Extract, verbatim, all lines starting at the one containing "identify every snowy" and ending with the final line of the listing, and no others.

=== Section Start ===

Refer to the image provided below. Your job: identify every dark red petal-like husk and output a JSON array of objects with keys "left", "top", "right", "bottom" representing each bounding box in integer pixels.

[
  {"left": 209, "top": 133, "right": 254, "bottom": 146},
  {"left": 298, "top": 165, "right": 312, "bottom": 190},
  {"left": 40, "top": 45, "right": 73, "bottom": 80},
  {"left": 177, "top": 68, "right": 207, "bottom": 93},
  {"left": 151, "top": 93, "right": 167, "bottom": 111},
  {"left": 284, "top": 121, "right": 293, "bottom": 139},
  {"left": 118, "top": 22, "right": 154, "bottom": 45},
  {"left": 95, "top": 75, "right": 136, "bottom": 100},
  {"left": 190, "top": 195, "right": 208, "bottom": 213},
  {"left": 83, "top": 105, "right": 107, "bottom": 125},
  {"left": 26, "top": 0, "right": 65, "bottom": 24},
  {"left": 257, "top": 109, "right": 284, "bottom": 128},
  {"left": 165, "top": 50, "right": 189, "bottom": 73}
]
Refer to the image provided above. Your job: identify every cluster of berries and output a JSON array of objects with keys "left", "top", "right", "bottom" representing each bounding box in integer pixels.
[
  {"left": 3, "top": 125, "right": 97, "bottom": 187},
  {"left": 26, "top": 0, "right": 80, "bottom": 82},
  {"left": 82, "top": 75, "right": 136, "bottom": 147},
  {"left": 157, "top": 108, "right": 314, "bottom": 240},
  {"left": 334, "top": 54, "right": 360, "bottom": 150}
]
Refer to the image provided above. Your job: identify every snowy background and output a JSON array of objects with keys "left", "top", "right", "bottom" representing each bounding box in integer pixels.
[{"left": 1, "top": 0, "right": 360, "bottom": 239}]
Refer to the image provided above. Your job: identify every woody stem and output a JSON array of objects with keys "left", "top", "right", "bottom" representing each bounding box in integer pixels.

=== Section End ===

» Output below:
Refer to the image provided above. Your job: identify every snowy background and output a JSON array of objects with keys "left", "top", "right", "bottom" representing each bounding box in integer pixels.
[{"left": 1, "top": 0, "right": 360, "bottom": 239}]
Refer to the image provided above. Your job: identify every woody stem and output a JSON array of objects with keys "left", "top", "right", "bottom" representing each bounding box in integer pixels.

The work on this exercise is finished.